PASSAGE =>
======

Café produces zero consumer waste

All products purchased from the Tea Room have recyclable or compostable packaging

Andrew Dean (second from right), head manager of the Tea Room, with other staff members (from left to right) Sarah Ferguson, Dorothy Yu and Allister Smith.
Andrew Dean (second from right), head manager of the Tea Room, with other staff members (from left to right) Sarah Ferguson, Dorothy Yu and Allister Smith.

Tea Room officials say the campus coffee shop is now the only café in Canada with zero consumer waste.

Head manager Andrew Dean said consumers can recycle all packaging or hand it back to the café to be composted.

The final step in achieving this goal was implemented on Nov. 21 after the Tea Room found a compostable alternative to plastic wrap. Now the service uses a cellulose-based polymer sheet to wrap food. Dean said it took over a year to find a California-based supplier of the product.

“It’s a very new technology that’s just kind of being rolled out, it’s definitely not main-stream yet,” Dean, Sci ’12, said. “It looks exactly the same as plastic wrap but it’s different in that it isn’t self-adhesive.”

The café has used compostable coffee cups since it opened in 2006. Since then, the Tea Room implemented compostable stir sticks and cutlery.

======

DATA SUPPLIED =>
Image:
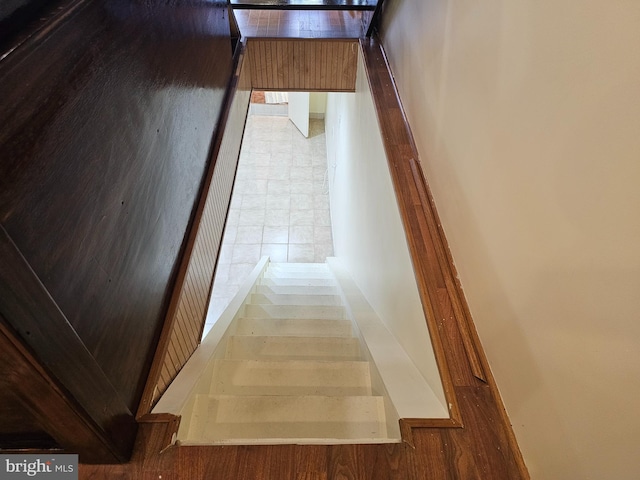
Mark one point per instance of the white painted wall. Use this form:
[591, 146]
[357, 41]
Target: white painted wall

======

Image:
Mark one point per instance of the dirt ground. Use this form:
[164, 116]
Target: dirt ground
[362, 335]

======

REQUIRED TASKS =>
- A) From the Tea Room article, repeat word for word the part that opens with the words containing "Tea Room officials" and closes with "sticks and cutlery.".
- B) Name every person the Tea Room article mentions by name.

TASK SOLUTIONS =>
- A)
Tea Room officials say the campus coffee shop is now the only café in Canada with zero consumer waste.

Head manager Andrew Dean said consumers can recycle all packaging or hand it back to the café to be composted.

The final step in achieving this goal was implemented on Nov. 21 after the Tea Room found a compostable alternative to plastic wrap. Now the service uses a cellulose-based polymer sheet to wrap food. Dean said it took over a year to find a California-based supplier of the product.

“It’s a very new technology that’s just kind of being rolled out, it’s definitely not main-stream yet,” Dean, Sci ’12, said. “It looks exactly the same as plastic wrap but it’s different in that it isn’t self-adhesive.”

The café has used compostable coffee cups since it opened in 2006. Since then, the Tea Room implemented compostable stir sticks and cutlery.

- B) Andrew Dean, Sarah Ferguson, Dorothy Yu, Allister Smith